Records
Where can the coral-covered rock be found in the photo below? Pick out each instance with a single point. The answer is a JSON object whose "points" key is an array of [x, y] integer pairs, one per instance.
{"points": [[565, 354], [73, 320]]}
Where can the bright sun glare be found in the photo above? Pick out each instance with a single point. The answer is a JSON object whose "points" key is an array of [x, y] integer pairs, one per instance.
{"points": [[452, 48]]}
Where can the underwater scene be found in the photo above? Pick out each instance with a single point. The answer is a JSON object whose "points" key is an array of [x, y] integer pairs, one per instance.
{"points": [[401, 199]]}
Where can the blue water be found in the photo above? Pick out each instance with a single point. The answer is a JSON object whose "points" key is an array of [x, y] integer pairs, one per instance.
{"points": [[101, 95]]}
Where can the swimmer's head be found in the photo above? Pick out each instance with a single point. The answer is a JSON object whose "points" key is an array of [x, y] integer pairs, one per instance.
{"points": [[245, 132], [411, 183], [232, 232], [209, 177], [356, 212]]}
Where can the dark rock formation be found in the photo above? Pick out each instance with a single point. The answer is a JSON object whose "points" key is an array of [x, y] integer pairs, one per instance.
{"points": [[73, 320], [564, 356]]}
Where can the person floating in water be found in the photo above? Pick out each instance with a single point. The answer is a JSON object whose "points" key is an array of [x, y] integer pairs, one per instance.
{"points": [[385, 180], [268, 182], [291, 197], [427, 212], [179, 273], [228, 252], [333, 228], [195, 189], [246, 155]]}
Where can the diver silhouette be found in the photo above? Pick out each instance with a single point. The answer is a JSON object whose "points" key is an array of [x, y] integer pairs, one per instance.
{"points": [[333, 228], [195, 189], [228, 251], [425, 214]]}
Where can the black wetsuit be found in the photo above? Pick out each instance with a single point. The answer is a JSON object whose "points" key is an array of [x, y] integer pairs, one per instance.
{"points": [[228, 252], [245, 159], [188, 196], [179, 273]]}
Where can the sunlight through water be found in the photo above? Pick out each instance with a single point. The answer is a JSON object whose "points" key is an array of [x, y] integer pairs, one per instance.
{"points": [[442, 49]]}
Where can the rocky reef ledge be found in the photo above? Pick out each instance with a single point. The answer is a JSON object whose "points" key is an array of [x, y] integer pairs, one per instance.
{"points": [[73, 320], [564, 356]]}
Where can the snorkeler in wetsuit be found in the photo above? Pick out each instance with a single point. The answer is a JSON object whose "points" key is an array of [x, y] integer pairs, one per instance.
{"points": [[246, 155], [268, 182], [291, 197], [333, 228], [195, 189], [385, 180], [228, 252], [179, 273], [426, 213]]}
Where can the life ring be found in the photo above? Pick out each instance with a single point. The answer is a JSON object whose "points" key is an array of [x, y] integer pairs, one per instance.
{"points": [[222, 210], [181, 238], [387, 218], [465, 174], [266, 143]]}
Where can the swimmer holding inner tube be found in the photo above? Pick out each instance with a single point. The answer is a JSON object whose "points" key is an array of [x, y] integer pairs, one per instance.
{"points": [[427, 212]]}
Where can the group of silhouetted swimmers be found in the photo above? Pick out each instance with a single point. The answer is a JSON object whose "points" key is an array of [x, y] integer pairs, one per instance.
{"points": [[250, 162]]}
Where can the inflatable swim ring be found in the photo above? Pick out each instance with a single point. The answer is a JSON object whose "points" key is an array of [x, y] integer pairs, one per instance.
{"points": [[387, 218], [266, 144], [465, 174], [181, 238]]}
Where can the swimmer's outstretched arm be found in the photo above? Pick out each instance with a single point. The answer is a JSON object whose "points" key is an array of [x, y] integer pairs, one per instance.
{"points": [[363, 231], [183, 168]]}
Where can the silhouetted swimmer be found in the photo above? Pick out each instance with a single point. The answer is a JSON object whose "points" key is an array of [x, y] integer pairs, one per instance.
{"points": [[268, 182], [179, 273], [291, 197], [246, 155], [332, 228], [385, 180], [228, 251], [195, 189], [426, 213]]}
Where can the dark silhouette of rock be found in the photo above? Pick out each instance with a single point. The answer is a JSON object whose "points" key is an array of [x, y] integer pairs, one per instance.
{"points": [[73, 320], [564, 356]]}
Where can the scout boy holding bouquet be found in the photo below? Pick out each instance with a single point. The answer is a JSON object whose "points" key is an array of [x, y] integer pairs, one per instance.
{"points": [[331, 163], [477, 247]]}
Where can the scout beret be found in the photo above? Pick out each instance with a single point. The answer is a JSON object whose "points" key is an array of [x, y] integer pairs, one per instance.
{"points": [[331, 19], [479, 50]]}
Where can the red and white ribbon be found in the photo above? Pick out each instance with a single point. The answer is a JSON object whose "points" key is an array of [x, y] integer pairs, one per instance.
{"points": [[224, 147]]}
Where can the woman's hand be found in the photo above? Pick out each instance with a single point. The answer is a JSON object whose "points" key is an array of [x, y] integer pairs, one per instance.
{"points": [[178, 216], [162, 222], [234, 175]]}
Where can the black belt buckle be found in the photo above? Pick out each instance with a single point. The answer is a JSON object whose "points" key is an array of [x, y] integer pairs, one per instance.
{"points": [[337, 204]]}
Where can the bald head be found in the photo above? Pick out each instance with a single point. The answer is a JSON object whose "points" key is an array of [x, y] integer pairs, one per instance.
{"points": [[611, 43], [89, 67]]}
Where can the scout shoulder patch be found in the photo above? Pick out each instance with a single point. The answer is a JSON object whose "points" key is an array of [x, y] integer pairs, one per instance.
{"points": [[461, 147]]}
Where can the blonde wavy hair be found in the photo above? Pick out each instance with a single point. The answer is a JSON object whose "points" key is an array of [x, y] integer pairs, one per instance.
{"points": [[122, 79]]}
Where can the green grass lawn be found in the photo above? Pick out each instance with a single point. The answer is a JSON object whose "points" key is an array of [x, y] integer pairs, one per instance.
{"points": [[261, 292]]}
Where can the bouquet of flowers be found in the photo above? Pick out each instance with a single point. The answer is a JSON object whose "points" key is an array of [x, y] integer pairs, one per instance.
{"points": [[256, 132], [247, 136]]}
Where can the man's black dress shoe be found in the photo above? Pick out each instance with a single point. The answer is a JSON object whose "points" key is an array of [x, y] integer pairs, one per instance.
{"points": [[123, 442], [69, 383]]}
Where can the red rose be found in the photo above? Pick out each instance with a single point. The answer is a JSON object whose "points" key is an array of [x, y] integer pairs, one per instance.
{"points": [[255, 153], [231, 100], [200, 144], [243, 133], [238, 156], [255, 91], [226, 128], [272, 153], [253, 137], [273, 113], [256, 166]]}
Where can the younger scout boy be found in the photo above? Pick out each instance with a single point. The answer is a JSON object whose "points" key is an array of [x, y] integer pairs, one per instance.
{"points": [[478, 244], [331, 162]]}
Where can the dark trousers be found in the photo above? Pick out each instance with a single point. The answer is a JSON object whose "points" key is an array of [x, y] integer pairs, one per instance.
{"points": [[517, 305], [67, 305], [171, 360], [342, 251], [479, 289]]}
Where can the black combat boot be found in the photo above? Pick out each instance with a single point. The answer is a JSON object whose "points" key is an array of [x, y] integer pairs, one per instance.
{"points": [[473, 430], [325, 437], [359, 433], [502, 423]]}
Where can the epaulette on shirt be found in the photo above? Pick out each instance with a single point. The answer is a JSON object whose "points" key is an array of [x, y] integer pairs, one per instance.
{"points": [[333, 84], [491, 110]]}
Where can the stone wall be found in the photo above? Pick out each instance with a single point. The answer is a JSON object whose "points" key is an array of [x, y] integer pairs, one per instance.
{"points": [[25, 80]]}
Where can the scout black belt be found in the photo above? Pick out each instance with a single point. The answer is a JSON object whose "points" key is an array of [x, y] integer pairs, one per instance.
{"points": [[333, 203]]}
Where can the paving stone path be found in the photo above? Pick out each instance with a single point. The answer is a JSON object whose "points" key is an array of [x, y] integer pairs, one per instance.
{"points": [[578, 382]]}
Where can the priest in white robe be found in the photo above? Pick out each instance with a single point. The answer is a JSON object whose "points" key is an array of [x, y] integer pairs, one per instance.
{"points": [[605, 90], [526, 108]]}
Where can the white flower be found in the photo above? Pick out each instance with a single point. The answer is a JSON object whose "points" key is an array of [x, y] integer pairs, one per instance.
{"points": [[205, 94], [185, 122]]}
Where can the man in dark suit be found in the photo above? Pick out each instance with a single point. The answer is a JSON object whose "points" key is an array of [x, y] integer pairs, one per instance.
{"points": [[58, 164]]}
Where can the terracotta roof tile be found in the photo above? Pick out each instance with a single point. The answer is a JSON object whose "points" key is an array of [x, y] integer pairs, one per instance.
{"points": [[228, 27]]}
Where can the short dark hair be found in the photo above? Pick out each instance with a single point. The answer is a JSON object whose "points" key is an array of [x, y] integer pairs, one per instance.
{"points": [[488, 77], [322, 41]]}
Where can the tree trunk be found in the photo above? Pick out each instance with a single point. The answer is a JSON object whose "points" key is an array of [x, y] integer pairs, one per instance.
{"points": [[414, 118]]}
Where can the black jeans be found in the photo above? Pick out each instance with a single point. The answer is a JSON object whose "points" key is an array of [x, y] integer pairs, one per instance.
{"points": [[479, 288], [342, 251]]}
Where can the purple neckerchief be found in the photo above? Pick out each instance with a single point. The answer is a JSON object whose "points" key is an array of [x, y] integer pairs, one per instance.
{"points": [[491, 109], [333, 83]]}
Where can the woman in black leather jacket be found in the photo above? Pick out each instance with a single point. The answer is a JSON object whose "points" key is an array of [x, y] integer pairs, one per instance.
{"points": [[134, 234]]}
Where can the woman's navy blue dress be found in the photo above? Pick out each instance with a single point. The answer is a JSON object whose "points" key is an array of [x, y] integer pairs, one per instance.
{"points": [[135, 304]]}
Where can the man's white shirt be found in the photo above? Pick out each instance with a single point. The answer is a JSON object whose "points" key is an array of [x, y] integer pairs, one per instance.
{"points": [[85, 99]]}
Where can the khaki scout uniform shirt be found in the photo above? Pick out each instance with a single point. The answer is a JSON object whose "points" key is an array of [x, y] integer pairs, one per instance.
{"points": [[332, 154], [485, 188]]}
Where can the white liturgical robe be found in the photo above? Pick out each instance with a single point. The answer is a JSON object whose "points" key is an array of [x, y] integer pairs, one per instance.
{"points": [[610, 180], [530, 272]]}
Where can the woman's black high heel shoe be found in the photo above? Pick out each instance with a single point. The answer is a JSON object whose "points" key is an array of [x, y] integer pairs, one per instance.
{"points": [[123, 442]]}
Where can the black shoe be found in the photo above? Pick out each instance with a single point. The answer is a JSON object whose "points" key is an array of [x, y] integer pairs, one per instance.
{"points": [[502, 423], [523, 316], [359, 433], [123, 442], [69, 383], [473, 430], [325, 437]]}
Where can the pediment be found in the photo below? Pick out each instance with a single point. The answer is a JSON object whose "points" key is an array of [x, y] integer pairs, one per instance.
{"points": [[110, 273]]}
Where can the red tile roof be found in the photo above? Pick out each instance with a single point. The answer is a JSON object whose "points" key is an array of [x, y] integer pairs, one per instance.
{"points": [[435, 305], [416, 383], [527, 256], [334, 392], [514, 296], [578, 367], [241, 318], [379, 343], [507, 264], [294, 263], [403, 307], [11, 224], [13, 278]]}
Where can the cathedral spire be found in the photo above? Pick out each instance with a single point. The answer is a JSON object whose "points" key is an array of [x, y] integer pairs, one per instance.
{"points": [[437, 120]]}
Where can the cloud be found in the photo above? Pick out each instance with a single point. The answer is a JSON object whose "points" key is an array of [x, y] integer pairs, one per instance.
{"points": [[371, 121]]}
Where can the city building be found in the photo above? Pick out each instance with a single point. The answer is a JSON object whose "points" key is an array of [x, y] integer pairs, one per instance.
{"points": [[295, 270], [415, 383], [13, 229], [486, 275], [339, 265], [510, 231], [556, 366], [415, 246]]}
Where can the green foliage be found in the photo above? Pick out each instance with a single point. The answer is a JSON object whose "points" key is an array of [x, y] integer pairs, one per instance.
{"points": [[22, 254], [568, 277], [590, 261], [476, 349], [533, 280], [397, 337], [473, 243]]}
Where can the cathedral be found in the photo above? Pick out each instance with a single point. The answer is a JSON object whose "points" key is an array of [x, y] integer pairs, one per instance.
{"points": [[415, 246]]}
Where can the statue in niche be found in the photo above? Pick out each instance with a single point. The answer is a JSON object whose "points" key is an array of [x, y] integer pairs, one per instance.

EXERCISE OBJECTIVE => Beginning at the line where "Where can the cloud" appears, extract each line through the end of the data above; keep them exact and include nothing else.

TASK SOLUTION =>
Where can the cloud be found in the photo above? Pick out each instance with a single point. The answer is a JSON object whose "points" key is an array of [x, y] integer pairs, one per instance.
{"points": [[371, 121]]}
Where can the city building be found in the photo above? Pick out each instance with a single point. The answer is a JSON object whose "points" key is an array of [x, y] integer pairs, one per instance.
{"points": [[295, 270], [415, 383], [13, 229], [486, 275], [339, 265], [510, 231], [556, 366], [415, 246]]}
Where can the green foliage be found in the photo above? Pick out each instance with a single point. The answer is a JSON object whose "points" key is an array of [x, y] integer pairs, one per instance.
{"points": [[22, 254], [568, 277], [590, 261], [476, 349], [533, 280], [397, 337], [473, 243]]}
Where can the cathedral be found in the photo above? Pick out each instance with a single point. The answer is a JSON object whose "points" key is an array of [x, y] integer pairs, one per instance.
{"points": [[415, 246]]}
Where can the statue in niche be found in the photo above? Pick out each instance with a single point. The answer is a JSON object whose "points" key is an array of [x, y] integer pairs, one per instance.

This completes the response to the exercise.